● **PROBLEM DETAILS**
Count the lines in the rows below that contain the string "dense", treating case as significant, and give only that number.

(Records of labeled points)

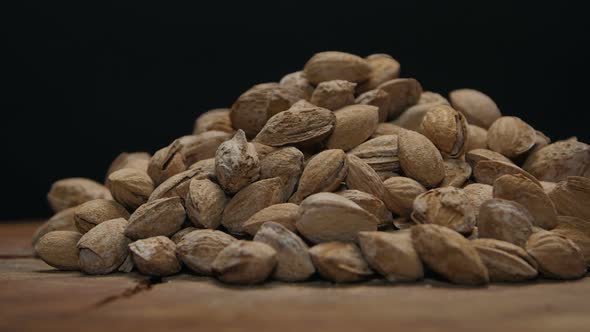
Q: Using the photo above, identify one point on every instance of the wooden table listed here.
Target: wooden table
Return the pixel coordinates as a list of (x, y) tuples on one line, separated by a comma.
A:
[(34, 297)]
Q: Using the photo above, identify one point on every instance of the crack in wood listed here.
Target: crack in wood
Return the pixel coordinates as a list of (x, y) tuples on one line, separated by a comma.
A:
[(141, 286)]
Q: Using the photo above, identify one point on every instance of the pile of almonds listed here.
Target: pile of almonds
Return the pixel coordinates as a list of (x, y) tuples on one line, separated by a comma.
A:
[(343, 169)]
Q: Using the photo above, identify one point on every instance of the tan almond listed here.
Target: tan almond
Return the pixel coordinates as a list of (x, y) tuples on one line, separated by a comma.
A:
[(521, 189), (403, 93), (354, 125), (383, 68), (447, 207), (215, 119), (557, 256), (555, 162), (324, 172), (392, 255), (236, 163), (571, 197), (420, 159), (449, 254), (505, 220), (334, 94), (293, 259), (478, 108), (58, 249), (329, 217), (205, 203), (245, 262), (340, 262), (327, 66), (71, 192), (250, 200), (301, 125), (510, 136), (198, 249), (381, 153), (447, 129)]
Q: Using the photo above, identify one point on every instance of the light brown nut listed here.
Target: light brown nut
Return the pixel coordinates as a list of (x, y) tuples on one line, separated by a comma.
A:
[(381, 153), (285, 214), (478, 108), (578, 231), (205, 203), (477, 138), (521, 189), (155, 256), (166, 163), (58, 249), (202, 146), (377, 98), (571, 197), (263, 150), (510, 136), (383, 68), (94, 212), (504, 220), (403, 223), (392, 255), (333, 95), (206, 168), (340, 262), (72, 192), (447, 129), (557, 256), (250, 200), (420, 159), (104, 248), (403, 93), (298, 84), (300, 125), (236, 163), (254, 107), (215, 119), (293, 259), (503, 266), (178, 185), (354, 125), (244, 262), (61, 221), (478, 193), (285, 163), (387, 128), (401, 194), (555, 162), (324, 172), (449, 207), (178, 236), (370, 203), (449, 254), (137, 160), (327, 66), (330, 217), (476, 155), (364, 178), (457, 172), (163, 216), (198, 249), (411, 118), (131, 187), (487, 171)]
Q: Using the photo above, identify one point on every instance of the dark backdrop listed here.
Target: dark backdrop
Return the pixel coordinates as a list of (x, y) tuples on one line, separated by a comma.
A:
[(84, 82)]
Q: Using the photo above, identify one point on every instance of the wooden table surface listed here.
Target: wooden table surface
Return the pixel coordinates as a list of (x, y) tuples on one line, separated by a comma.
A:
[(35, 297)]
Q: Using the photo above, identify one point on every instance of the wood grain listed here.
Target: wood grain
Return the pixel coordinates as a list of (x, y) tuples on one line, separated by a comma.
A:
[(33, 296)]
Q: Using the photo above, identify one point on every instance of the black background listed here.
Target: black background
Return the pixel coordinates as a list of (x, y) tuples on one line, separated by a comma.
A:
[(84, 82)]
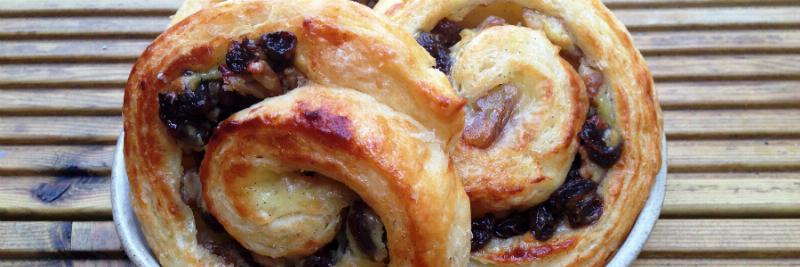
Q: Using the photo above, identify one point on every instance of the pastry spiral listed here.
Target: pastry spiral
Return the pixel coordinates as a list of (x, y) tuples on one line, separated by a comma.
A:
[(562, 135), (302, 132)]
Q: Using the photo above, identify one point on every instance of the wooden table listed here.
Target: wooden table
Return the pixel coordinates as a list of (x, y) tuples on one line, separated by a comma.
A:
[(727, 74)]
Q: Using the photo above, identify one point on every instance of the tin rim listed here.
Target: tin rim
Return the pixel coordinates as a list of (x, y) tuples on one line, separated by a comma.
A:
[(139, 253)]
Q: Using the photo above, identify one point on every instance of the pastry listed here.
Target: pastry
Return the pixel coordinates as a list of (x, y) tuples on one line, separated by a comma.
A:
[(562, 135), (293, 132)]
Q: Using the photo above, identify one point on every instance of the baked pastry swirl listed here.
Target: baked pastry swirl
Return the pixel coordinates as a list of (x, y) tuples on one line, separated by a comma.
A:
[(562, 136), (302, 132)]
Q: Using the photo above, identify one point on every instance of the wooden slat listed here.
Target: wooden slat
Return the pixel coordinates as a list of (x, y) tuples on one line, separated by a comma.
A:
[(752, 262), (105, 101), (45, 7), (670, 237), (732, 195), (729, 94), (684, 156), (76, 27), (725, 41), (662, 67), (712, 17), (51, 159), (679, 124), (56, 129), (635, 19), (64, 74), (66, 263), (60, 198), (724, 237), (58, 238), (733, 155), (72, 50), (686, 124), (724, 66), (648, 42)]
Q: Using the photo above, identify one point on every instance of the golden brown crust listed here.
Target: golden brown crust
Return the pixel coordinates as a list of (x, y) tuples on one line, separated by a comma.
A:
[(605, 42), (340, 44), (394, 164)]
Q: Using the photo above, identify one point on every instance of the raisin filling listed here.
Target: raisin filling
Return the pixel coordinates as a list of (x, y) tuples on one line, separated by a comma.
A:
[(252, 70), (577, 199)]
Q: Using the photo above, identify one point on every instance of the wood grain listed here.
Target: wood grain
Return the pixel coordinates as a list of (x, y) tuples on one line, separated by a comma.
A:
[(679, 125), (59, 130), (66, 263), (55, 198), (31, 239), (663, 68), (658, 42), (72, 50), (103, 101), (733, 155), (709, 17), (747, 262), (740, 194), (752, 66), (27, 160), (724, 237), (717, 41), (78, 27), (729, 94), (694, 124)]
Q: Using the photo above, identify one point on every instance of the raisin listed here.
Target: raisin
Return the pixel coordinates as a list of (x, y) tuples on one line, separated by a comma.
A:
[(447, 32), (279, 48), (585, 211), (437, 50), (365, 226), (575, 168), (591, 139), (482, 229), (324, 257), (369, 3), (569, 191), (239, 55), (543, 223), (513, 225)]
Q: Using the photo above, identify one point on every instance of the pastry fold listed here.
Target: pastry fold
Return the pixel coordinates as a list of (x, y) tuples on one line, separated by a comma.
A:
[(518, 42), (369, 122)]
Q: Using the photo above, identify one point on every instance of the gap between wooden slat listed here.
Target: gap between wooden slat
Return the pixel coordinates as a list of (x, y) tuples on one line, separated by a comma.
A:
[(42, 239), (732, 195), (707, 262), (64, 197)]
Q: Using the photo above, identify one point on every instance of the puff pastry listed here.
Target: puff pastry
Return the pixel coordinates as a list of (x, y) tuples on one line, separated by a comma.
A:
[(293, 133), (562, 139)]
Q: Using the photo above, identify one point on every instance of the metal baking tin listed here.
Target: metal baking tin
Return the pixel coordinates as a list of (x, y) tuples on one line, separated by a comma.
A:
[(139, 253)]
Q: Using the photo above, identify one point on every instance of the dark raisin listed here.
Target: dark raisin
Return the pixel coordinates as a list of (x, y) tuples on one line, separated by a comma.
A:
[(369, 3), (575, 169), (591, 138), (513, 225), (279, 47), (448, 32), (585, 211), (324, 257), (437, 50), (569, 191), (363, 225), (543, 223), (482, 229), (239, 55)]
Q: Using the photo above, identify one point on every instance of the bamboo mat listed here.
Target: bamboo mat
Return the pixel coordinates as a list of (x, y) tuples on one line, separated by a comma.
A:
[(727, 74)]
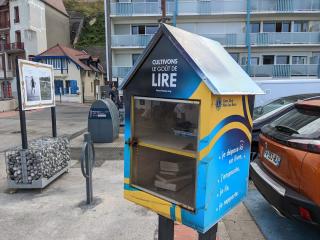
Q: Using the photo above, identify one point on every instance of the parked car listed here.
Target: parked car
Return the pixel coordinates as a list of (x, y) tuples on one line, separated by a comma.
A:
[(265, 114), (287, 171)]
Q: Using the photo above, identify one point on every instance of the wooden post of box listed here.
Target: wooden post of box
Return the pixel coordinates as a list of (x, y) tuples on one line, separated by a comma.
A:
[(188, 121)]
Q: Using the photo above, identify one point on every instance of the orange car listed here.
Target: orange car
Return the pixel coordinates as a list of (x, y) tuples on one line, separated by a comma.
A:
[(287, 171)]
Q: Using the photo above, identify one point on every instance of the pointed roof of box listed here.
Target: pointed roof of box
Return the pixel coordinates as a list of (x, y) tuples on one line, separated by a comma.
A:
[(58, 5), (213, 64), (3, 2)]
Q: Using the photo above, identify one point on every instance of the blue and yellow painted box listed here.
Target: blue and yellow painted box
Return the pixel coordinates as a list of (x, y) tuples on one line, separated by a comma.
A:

==

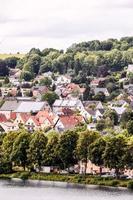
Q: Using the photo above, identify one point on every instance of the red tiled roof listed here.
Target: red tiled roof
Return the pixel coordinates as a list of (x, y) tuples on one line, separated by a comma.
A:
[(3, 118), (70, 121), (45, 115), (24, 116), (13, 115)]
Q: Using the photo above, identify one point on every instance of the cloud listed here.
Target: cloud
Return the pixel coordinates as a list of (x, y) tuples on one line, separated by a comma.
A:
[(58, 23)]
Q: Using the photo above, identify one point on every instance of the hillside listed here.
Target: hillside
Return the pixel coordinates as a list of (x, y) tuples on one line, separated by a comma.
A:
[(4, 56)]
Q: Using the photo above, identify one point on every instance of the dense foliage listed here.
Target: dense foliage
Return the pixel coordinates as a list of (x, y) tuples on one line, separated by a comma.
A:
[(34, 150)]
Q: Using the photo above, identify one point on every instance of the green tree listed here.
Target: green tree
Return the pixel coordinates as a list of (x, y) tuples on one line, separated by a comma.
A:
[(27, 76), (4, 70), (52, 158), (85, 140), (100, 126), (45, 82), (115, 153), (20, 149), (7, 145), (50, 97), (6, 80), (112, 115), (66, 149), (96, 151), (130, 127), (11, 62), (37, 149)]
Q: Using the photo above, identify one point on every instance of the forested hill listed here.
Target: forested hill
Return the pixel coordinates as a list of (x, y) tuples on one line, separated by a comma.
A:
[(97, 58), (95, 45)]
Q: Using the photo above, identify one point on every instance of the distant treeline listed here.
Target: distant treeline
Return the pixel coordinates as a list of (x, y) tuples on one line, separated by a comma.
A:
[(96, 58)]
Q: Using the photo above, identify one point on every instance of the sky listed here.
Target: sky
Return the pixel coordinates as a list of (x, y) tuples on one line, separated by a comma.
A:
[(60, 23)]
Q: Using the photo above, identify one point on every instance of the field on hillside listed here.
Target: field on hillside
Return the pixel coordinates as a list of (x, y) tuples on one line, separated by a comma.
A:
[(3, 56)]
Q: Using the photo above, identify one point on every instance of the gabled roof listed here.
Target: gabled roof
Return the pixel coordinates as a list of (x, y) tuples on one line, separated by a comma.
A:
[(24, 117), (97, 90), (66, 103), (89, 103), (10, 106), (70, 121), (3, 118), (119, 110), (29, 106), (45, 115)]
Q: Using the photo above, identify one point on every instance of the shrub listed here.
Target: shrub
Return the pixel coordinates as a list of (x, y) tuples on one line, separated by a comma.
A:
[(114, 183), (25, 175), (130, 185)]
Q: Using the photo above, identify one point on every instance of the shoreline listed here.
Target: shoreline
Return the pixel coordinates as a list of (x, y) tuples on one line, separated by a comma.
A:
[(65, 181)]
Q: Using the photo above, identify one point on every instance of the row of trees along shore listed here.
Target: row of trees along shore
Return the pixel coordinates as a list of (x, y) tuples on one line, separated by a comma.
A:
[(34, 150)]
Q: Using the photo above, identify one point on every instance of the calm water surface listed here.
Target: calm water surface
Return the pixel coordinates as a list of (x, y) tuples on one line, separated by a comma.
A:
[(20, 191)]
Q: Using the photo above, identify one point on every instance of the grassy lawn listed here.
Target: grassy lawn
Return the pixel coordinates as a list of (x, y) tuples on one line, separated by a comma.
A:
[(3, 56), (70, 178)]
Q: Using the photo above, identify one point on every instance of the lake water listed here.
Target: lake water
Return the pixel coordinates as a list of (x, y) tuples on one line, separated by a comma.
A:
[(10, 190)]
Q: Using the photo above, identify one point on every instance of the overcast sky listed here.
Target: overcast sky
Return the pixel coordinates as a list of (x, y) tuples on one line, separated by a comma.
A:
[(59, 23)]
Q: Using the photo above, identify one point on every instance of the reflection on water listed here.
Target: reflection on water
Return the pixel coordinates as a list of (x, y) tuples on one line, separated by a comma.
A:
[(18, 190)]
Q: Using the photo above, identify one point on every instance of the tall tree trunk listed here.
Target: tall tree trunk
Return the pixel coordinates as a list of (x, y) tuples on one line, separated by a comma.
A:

...

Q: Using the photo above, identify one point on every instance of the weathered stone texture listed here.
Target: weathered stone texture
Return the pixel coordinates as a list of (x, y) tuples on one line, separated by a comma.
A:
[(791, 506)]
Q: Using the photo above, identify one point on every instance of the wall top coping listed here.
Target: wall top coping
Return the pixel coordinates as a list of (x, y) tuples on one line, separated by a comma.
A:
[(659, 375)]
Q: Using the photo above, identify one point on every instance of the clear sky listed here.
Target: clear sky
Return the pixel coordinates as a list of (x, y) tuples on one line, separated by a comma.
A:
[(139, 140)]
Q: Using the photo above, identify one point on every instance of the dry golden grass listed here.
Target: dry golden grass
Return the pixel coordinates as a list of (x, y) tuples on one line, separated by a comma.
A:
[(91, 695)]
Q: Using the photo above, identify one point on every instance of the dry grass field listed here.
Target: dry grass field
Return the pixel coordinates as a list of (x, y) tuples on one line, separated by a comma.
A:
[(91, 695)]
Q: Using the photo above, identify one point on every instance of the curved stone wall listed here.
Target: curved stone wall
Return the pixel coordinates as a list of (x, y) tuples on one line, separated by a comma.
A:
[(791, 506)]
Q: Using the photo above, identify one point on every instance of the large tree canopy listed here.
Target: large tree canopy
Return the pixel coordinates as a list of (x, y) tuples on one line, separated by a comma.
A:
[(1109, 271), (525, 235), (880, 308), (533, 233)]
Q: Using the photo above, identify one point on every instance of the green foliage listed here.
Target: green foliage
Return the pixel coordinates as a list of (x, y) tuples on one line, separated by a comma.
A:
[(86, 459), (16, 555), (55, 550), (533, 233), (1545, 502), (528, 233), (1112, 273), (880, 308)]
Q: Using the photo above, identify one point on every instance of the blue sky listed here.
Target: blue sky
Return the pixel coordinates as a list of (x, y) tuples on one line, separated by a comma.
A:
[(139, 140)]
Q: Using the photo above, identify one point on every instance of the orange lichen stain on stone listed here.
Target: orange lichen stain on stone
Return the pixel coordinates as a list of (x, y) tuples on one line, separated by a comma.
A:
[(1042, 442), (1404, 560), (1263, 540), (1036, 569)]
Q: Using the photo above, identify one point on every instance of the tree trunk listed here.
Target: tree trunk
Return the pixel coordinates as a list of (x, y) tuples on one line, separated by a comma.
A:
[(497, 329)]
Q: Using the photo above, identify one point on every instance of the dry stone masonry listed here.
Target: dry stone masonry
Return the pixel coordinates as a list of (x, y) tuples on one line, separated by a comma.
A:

● **WRITTEN ANSWER**
2